*Extracted information*

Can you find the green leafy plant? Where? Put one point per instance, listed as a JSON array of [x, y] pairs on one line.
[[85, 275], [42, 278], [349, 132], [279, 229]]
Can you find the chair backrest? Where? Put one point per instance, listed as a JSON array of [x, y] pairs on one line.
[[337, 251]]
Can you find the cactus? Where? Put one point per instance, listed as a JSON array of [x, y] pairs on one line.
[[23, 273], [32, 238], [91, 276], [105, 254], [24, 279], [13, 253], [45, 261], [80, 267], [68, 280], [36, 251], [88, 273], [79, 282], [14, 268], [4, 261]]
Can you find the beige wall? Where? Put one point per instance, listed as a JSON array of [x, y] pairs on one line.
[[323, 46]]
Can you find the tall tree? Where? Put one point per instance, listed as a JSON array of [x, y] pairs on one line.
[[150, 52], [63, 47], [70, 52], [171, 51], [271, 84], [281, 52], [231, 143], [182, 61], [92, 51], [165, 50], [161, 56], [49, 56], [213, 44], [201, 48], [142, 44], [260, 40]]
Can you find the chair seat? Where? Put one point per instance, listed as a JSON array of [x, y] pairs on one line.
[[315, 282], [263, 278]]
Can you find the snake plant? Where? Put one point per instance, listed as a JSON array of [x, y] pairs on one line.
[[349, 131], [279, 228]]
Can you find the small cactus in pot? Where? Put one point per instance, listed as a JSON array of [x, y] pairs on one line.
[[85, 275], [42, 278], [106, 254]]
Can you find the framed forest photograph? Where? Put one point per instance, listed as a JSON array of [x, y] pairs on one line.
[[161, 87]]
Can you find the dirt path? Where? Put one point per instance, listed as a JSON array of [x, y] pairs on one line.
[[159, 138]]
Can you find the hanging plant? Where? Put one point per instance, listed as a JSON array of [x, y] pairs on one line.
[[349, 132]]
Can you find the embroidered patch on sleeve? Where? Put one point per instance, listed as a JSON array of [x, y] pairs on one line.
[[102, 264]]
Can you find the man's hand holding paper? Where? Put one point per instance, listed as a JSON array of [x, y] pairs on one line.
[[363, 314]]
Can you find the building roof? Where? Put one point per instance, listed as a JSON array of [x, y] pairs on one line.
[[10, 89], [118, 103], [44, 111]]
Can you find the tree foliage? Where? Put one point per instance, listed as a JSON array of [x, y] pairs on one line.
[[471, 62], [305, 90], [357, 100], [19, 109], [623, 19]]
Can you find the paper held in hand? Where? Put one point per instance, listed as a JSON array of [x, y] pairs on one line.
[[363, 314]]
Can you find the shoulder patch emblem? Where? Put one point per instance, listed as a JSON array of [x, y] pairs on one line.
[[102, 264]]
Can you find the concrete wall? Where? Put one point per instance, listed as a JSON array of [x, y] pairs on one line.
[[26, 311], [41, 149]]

*Directions*
Copy out every record above word for word, one per line, in the order given.

*Response to this exercise*
Can you find the green leafy plant? Where? Put one point per instance, listed as a JSON array of [x, y] pairs on one line.
[[85, 275], [42, 278], [349, 132], [279, 229]]
Can you find the chair backrest? Where? Put one point per instance, listed as a JSON array of [x, y] pairs on one line.
[[337, 251]]
Can you find the cactus? Where? Put one point per instance, listed as a JSON array of [x, y] pairs on one line.
[[23, 273], [32, 238], [91, 276], [105, 254], [24, 279], [13, 253], [45, 261], [80, 267], [68, 280], [36, 251], [88, 273], [79, 282], [14, 268], [4, 261]]
Can you find the beige wall? Where? Put one point per instance, listed as a JSON array of [x, y] pairs on one line.
[[323, 46]]
Can you find the tall tree? Where? Put one point per instance, listed as a JSON array of [x, y] pairs on one line.
[[150, 52], [63, 47], [70, 52], [171, 51], [271, 84], [281, 52], [231, 143], [182, 61], [92, 51], [165, 50], [161, 56], [49, 56], [213, 44], [201, 48], [142, 44], [260, 40]]
Can you find the chair seat? Where? Put one point per instance, listed as a JSON array of [x, y] pairs on one line.
[[315, 282], [263, 278]]
Can you find the snake plant? Where? Put one point per instance, listed as a JSON array of [x, y] pairs on one line.
[[349, 131], [279, 228]]
Can you find the small cactus in pot? Where? Put one point per instance, listed as a JSON array of [x, y] pairs on one line.
[[85, 275], [42, 278], [106, 254]]
Can you find the framed forest photograph? Where? Put one point per instance, listed as a JSON array of [x, y] pairs on one line.
[[161, 87]]
Can you find the dirt path? Where? Put one point per instance, listed as a JSON array of [x, y] pairs on one line.
[[159, 138]]
Can you find the hanging plant? Where? Put one point per instance, listed as a JSON array of [x, y] pairs on one line.
[[349, 132]]
Can you find the embroidered patch on sleeve? Where? Put one point per instance, listed as a JSON array of [x, y] pairs on one line.
[[102, 264]]
Can you find the man's hand holding paper? Where? Put one point per instance, listed as a JSON array of [x, y] pairs on one line.
[[363, 314]]
Can you find the building roof? Where? Put one point per instance, listed as a JSON array of [x, y] pairs on one line.
[[10, 89], [118, 103], [44, 111]]
Can you find the tree foliage? Where? Put one point per instance, listed as a JSON array of [x, y] pairs on one line.
[[471, 62], [305, 90], [357, 100], [19, 109], [623, 19]]
Can you find the paper held in hand? Where? Put one point per instance, listed as a JSON array of [x, y] pairs on one line.
[[363, 314]]
Can you find the shoulder patch emblem? Where? Put one point per instance, listed as a JSON array of [x, y] pairs on one line.
[[102, 264]]
Can you find the concrete wall? Where? Put one point per instance, listed as a JSON array of [x, y] pairs on one line.
[[26, 311], [41, 149]]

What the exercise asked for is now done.